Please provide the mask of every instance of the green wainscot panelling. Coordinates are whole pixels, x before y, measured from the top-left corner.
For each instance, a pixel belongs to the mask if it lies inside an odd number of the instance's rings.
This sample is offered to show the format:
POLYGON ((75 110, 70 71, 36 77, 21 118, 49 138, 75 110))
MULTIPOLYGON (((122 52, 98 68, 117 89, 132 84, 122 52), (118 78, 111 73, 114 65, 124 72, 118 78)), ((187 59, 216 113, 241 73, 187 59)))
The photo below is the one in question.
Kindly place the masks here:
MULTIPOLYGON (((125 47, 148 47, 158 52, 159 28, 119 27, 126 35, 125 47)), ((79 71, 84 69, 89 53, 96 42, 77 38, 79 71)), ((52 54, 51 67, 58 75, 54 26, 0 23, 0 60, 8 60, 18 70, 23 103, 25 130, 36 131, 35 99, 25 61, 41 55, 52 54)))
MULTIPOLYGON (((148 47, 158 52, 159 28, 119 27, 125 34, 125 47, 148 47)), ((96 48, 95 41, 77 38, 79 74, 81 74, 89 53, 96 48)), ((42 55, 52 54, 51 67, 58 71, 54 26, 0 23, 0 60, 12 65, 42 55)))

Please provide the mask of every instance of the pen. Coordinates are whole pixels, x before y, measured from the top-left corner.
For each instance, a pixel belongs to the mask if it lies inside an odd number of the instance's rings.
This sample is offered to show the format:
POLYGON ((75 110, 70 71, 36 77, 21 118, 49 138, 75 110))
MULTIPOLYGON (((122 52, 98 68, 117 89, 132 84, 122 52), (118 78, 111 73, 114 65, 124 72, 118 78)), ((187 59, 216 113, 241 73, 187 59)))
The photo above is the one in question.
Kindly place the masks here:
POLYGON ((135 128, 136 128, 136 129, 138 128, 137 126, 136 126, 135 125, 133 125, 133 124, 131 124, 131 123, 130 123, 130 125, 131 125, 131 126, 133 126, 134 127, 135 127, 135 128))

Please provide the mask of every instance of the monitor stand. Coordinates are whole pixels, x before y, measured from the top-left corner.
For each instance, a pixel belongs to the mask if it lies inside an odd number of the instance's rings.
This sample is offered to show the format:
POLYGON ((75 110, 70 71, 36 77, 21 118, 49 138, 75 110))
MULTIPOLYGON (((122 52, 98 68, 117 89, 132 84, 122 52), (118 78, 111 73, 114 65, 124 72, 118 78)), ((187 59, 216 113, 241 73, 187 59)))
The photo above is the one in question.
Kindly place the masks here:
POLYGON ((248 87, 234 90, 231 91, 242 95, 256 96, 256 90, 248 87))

--------------------

__Yönerge__.
Kayıtların başından "MULTIPOLYGON (((148 47, 158" ifadesini içeren satıra kadar, o satır da dahil olmak üzere bütün satırları hiçbir değişiklik yapmadan yazdırın.

__Eksiksiz Yanıt__.
Please provide the mask of every instance of the green wainscot panelling. Coordinates are whole pixels, x before y, measured from the top-left corner.
For each instance, a pixel belongs to the mask if it lies inside an odd number of the instance's rings.
This sample is offered to show the format:
POLYGON ((75 110, 70 71, 36 77, 21 118, 49 138, 75 110))
MULTIPOLYGON (((122 52, 98 68, 117 89, 132 84, 122 52), (118 78, 111 73, 114 65, 124 72, 118 78)), ((187 59, 216 113, 241 73, 187 59)))
The photo below is the one in question.
Kindly place the masks here:
MULTIPOLYGON (((125 47, 148 47, 158 52, 159 28, 119 27, 126 35, 125 47)), ((79 71, 84 69, 89 53, 96 42, 77 38, 79 71)), ((52 54, 51 67, 58 75, 54 26, 0 23, 0 60, 8 60, 18 70, 23 103, 25 130, 36 131, 35 99, 25 61, 41 55, 52 54)))
MULTIPOLYGON (((148 47, 158 52, 159 28, 119 27, 125 34, 125 47, 148 47)), ((96 48, 95 41, 77 38, 79 74, 81 74, 89 53, 96 48)), ((42 55, 52 54, 51 67, 58 71, 54 26, 0 23, 0 60, 12 65, 42 55)))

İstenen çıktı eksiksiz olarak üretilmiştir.